GIVEN TASK 1: Display each line of the records that contains the string "bungalow". Case counts.

ARTICLE:
-- BEGIN --

Re: Over to Linux for me

Just returning the favour.

Why do all the Windows bores come out of the woodwork when ever there is a minuscule hiccup or niggle with Linux?

Could it be to gloat when the other guy is down?

If so.. Why do you get all the fun? I mean.. It isn't our fault you have no options like we do..

Coat

Re: Over to Linux for me

I don't think open sorcerers are ever going to stop telling you that you're weird for using Microsoft software.

It just looks odd, like your computer has been plugged into... the Twilight Zone!

Re: Over to Linux for me

Windows bores and Linux bores sound similar to me. When Windows 7 was in RC and I was saying how much I liked it all I heard was XP was just fine and Vista was crap so Windows 7 must be crap. Turned out to not be crap. I gloat now about my positive reviews.

btw Ubuntu is installed, and I use it too. Why do folks have to be such freaky football fans about their OS? It is simply a tool in the box. Use what you want, but you better know it all.

-- END --

Records:
-- BEGIN --

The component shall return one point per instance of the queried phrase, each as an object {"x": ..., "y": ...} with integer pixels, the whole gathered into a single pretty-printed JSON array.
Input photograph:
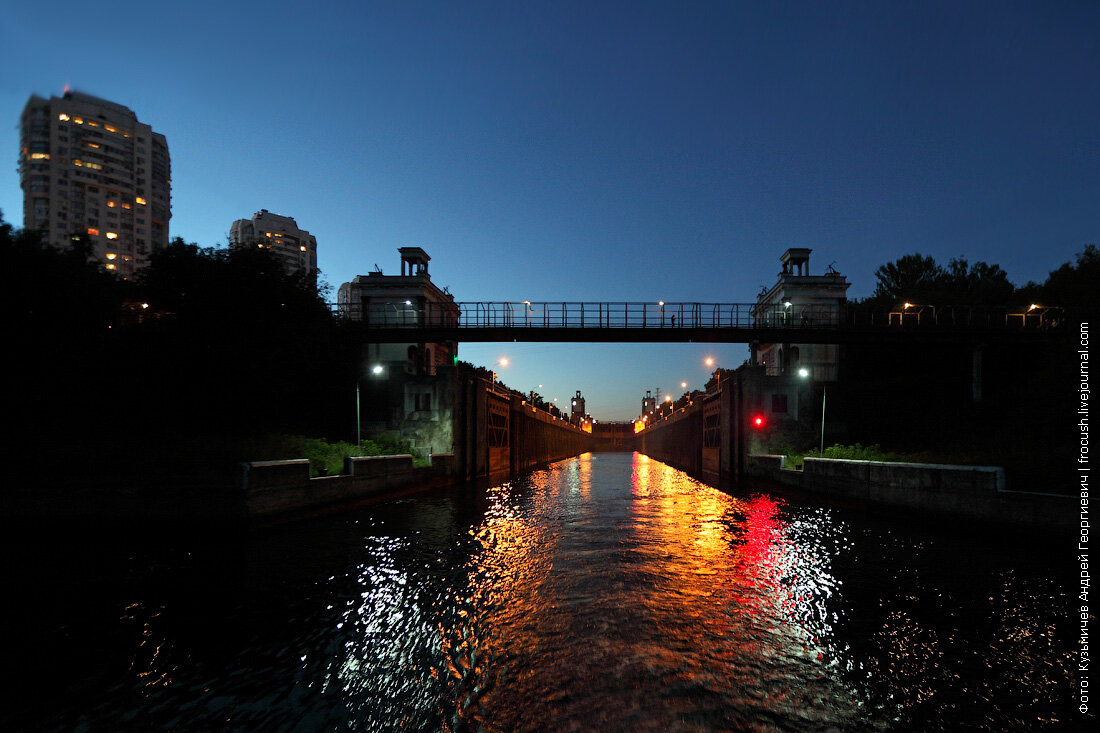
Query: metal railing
[{"x": 693, "y": 315}]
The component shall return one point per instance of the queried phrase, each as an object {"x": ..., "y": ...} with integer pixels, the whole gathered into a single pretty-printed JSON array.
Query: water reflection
[{"x": 607, "y": 592}]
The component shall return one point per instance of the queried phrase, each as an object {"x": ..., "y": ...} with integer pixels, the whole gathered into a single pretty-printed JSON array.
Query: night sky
[{"x": 601, "y": 151}]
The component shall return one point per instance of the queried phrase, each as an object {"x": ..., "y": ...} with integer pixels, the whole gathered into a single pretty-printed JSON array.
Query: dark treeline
[
  {"x": 916, "y": 398},
  {"x": 920, "y": 279},
  {"x": 202, "y": 350}
]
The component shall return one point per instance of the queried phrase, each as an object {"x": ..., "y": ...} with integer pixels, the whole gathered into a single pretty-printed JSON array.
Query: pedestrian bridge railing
[{"x": 580, "y": 315}]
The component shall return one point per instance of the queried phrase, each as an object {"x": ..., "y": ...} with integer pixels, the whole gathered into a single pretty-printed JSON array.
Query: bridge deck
[{"x": 730, "y": 323}]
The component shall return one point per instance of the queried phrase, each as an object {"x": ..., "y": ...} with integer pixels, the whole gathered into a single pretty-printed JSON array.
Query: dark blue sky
[{"x": 602, "y": 151}]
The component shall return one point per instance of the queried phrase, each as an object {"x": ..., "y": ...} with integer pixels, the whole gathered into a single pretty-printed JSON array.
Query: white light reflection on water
[{"x": 604, "y": 592}]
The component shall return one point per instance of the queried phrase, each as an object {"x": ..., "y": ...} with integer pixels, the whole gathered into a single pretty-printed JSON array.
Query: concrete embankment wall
[
  {"x": 969, "y": 491},
  {"x": 537, "y": 437},
  {"x": 496, "y": 433},
  {"x": 271, "y": 488},
  {"x": 677, "y": 440}
]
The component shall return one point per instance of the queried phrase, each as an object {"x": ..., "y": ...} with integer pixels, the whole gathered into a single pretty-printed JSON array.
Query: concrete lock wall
[
  {"x": 677, "y": 440},
  {"x": 705, "y": 439},
  {"x": 976, "y": 492},
  {"x": 531, "y": 437},
  {"x": 538, "y": 437}
]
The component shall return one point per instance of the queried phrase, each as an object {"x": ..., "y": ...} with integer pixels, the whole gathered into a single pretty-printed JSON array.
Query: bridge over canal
[{"x": 728, "y": 323}]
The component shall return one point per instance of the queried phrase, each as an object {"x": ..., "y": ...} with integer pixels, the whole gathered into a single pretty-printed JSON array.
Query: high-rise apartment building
[
  {"x": 295, "y": 248},
  {"x": 88, "y": 166}
]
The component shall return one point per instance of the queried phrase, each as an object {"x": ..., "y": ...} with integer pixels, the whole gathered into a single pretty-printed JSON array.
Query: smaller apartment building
[{"x": 293, "y": 247}]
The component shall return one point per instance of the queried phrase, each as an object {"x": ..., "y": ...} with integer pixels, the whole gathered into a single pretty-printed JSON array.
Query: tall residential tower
[{"x": 88, "y": 166}]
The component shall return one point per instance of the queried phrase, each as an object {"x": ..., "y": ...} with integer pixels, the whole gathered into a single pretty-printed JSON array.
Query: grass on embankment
[
  {"x": 875, "y": 452},
  {"x": 327, "y": 458}
]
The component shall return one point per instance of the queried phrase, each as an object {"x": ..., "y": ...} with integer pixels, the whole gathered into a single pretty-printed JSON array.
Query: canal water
[{"x": 605, "y": 592}]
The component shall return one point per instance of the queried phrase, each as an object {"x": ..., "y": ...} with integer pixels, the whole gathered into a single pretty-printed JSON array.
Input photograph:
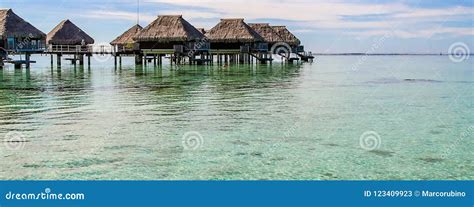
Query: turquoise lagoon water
[{"x": 288, "y": 122}]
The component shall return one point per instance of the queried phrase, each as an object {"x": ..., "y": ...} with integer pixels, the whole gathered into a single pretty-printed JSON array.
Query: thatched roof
[
  {"x": 11, "y": 25},
  {"x": 233, "y": 30},
  {"x": 202, "y": 30},
  {"x": 287, "y": 36},
  {"x": 67, "y": 33},
  {"x": 169, "y": 28},
  {"x": 127, "y": 37},
  {"x": 267, "y": 32}
]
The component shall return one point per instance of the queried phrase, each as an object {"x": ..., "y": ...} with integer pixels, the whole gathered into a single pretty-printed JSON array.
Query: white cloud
[{"x": 314, "y": 16}]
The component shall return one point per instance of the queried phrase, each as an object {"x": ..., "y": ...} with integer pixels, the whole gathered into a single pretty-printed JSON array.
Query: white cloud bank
[{"x": 313, "y": 15}]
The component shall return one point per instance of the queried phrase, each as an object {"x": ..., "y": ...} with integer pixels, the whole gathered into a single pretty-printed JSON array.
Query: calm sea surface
[{"x": 341, "y": 117}]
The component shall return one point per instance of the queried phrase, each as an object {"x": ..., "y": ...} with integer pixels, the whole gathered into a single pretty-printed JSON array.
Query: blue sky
[{"x": 380, "y": 26}]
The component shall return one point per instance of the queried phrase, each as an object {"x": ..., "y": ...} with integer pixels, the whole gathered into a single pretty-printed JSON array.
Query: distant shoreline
[{"x": 386, "y": 54}]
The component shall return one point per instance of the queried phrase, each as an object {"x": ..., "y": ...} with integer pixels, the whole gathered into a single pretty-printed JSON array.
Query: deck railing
[{"x": 70, "y": 48}]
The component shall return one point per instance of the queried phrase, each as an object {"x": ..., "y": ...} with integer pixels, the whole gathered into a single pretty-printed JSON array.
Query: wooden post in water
[
  {"x": 58, "y": 60},
  {"x": 89, "y": 60},
  {"x": 81, "y": 59},
  {"x": 27, "y": 59}
]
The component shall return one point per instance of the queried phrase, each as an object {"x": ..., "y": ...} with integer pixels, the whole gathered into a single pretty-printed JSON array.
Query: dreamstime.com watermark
[
  {"x": 370, "y": 140},
  {"x": 14, "y": 140},
  {"x": 459, "y": 52},
  {"x": 192, "y": 140},
  {"x": 47, "y": 194}
]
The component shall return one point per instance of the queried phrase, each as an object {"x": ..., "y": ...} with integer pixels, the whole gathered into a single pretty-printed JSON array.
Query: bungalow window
[{"x": 11, "y": 43}]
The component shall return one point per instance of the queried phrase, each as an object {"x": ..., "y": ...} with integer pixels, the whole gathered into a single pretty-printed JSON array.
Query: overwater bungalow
[
  {"x": 268, "y": 33},
  {"x": 125, "y": 42},
  {"x": 170, "y": 34},
  {"x": 289, "y": 38},
  {"x": 19, "y": 36},
  {"x": 202, "y": 30},
  {"x": 235, "y": 34},
  {"x": 67, "y": 37}
]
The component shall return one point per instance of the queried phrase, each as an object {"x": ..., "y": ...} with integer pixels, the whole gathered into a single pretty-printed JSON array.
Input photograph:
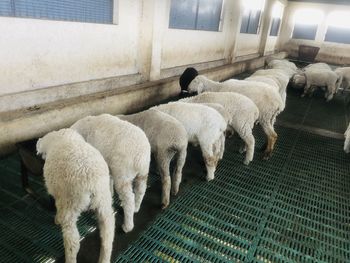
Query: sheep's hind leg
[
  {"x": 163, "y": 162},
  {"x": 271, "y": 140},
  {"x": 71, "y": 236},
  {"x": 250, "y": 144},
  {"x": 127, "y": 198},
  {"x": 210, "y": 160},
  {"x": 106, "y": 224},
  {"x": 177, "y": 177},
  {"x": 140, "y": 189}
]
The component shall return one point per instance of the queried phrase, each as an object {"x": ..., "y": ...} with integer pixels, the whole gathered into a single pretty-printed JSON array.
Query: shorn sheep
[
  {"x": 77, "y": 176},
  {"x": 288, "y": 67},
  {"x": 345, "y": 75},
  {"x": 168, "y": 139},
  {"x": 319, "y": 78},
  {"x": 276, "y": 77},
  {"x": 347, "y": 140},
  {"x": 127, "y": 151},
  {"x": 204, "y": 126},
  {"x": 266, "y": 98},
  {"x": 299, "y": 80},
  {"x": 242, "y": 112}
]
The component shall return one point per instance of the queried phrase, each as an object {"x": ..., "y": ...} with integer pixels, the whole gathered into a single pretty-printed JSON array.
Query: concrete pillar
[
  {"x": 144, "y": 56},
  {"x": 265, "y": 26},
  {"x": 286, "y": 26},
  {"x": 160, "y": 24},
  {"x": 231, "y": 27}
]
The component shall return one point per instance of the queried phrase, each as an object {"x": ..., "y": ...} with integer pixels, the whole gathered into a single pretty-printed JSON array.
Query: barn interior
[{"x": 64, "y": 60}]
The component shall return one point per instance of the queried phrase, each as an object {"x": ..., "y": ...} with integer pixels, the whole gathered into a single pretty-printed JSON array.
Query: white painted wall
[
  {"x": 44, "y": 61},
  {"x": 248, "y": 44},
  {"x": 329, "y": 52},
  {"x": 41, "y": 53}
]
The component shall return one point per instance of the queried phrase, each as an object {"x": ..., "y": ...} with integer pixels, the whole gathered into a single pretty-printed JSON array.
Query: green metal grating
[
  {"x": 27, "y": 231},
  {"x": 294, "y": 208},
  {"x": 316, "y": 112}
]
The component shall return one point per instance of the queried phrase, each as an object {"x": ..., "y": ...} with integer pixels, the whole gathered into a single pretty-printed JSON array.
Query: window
[
  {"x": 92, "y": 11},
  {"x": 276, "y": 18},
  {"x": 195, "y": 14},
  {"x": 251, "y": 16},
  {"x": 338, "y": 27},
  {"x": 305, "y": 23}
]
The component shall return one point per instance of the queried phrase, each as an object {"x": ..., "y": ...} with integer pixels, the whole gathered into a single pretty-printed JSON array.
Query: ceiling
[{"x": 335, "y": 2}]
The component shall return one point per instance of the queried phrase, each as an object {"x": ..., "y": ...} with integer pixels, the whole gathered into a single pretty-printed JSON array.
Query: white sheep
[
  {"x": 347, "y": 140},
  {"x": 204, "y": 126},
  {"x": 319, "y": 65},
  {"x": 319, "y": 78},
  {"x": 127, "y": 151},
  {"x": 229, "y": 131},
  {"x": 265, "y": 97},
  {"x": 168, "y": 139},
  {"x": 344, "y": 72},
  {"x": 242, "y": 113},
  {"x": 77, "y": 176}
]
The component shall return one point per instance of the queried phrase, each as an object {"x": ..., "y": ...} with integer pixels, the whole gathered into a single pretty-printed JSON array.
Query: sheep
[
  {"x": 319, "y": 65},
  {"x": 242, "y": 111},
  {"x": 204, "y": 126},
  {"x": 288, "y": 67},
  {"x": 168, "y": 140},
  {"x": 299, "y": 81},
  {"x": 77, "y": 176},
  {"x": 127, "y": 151},
  {"x": 229, "y": 131},
  {"x": 344, "y": 72},
  {"x": 265, "y": 98},
  {"x": 274, "y": 77},
  {"x": 321, "y": 78},
  {"x": 347, "y": 140}
]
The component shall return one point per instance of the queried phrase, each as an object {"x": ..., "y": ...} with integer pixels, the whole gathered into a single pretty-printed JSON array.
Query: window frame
[
  {"x": 335, "y": 27},
  {"x": 250, "y": 13},
  {"x": 114, "y": 15},
  {"x": 276, "y": 32},
  {"x": 220, "y": 22}
]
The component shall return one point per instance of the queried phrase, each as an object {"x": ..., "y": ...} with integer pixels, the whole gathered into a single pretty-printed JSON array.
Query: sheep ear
[
  {"x": 187, "y": 76},
  {"x": 38, "y": 146}
]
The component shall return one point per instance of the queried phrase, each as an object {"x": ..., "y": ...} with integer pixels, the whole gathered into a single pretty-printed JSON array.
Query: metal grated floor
[{"x": 293, "y": 208}]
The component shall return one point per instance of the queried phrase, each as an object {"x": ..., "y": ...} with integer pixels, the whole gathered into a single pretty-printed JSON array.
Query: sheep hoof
[
  {"x": 263, "y": 148},
  {"x": 242, "y": 149},
  {"x": 266, "y": 156},
  {"x": 126, "y": 228}
]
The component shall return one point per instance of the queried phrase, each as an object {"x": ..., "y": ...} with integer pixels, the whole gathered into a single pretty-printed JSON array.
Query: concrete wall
[
  {"x": 55, "y": 72},
  {"x": 334, "y": 53}
]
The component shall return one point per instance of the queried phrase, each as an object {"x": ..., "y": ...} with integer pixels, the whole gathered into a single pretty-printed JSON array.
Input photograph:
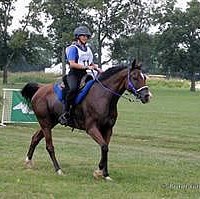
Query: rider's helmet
[{"x": 82, "y": 30}]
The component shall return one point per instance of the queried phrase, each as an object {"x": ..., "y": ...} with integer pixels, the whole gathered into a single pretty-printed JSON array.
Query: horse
[{"x": 96, "y": 114}]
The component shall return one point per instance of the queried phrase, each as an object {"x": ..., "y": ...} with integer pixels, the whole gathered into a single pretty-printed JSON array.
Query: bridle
[
  {"x": 131, "y": 88},
  {"x": 135, "y": 92}
]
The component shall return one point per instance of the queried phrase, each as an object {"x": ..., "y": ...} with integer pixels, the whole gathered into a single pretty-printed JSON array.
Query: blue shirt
[{"x": 72, "y": 53}]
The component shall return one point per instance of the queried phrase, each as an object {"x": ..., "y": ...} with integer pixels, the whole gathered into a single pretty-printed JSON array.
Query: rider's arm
[{"x": 72, "y": 57}]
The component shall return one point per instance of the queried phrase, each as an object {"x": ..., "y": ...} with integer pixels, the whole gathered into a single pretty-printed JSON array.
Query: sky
[{"x": 21, "y": 10}]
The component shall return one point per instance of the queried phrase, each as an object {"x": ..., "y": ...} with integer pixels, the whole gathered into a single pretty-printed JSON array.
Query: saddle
[{"x": 83, "y": 90}]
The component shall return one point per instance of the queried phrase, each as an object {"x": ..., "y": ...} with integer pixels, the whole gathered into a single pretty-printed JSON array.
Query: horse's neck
[{"x": 117, "y": 82}]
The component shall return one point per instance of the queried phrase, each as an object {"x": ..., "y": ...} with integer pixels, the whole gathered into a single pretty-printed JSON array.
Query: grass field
[{"x": 154, "y": 153}]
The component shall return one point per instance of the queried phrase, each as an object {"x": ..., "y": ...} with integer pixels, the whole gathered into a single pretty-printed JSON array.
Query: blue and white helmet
[{"x": 82, "y": 30}]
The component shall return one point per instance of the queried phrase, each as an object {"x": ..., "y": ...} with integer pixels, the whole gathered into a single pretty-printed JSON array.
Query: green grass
[{"x": 154, "y": 153}]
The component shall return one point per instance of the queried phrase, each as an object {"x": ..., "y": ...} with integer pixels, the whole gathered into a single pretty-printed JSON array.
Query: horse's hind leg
[
  {"x": 34, "y": 142},
  {"x": 50, "y": 149},
  {"x": 103, "y": 164}
]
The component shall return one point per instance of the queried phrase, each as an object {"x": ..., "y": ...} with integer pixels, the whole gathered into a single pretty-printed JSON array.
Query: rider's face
[{"x": 83, "y": 39}]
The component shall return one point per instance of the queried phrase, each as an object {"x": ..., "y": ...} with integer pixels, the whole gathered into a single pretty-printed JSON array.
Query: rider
[{"x": 80, "y": 58}]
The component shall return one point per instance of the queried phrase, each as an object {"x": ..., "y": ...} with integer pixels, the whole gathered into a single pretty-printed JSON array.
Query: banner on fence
[{"x": 15, "y": 108}]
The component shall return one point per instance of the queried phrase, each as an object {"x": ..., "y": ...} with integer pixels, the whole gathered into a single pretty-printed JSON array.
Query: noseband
[{"x": 132, "y": 88}]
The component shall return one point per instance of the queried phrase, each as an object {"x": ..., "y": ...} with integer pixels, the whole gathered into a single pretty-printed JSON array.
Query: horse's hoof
[
  {"x": 28, "y": 163},
  {"x": 60, "y": 172},
  {"x": 108, "y": 178},
  {"x": 97, "y": 174}
]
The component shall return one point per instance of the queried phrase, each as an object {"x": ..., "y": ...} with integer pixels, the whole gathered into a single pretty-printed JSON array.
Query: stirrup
[{"x": 64, "y": 119}]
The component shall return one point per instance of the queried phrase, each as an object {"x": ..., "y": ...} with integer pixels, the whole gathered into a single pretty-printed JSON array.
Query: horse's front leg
[
  {"x": 103, "y": 164},
  {"x": 34, "y": 142},
  {"x": 50, "y": 149}
]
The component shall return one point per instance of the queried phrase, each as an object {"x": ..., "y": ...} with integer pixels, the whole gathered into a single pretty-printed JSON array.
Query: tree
[
  {"x": 179, "y": 39},
  {"x": 5, "y": 21},
  {"x": 65, "y": 16},
  {"x": 112, "y": 19},
  {"x": 20, "y": 43}
]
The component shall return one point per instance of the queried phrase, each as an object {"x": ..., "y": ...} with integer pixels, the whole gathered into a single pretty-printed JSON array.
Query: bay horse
[{"x": 96, "y": 114}]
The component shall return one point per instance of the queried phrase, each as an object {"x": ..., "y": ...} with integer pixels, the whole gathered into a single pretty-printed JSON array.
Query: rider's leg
[{"x": 73, "y": 84}]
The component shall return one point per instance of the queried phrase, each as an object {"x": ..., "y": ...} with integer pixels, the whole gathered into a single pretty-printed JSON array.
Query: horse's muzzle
[{"x": 144, "y": 95}]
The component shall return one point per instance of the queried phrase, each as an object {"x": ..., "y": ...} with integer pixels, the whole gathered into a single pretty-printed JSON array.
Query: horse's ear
[{"x": 133, "y": 64}]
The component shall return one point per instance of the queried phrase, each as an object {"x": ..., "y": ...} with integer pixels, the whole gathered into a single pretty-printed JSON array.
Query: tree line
[{"x": 123, "y": 26}]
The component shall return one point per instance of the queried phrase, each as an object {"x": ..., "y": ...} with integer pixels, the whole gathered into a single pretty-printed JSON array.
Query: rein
[{"x": 130, "y": 86}]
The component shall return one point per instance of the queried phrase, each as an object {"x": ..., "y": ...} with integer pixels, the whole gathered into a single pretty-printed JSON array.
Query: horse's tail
[{"x": 29, "y": 90}]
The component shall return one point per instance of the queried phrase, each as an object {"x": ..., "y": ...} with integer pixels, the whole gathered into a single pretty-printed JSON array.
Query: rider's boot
[{"x": 64, "y": 119}]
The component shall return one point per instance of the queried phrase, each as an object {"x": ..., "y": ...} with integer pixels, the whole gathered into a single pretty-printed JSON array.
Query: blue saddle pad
[{"x": 81, "y": 95}]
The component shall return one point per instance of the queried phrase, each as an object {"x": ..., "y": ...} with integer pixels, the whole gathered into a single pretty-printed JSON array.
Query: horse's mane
[{"x": 111, "y": 71}]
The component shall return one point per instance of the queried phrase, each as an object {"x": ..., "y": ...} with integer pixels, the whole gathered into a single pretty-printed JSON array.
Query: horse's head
[{"x": 137, "y": 83}]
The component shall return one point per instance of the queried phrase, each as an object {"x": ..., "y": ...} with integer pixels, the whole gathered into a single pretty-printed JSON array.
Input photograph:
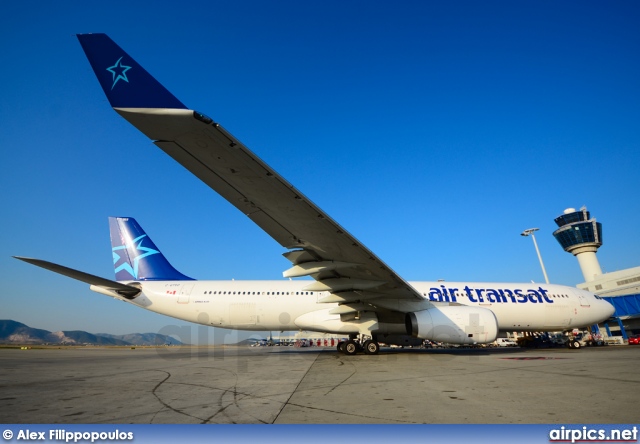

-- END --

GIVEN TASK 2:
Answer these questions about the thread:
(a) According to the second post, what does the computer look like it has been plugged into?
(b) Which version of Windows was in RC when the third poster said how much they liked it?
(c) What operating system does the third poster say is installed?

CORRECT OUTPUT 1:
Query: bungalow window
Query: overwater bungalow

CORRECT OUTPUT 2:
(a) The Twilight Zone
(b) Windows 7
(c) Ubuntu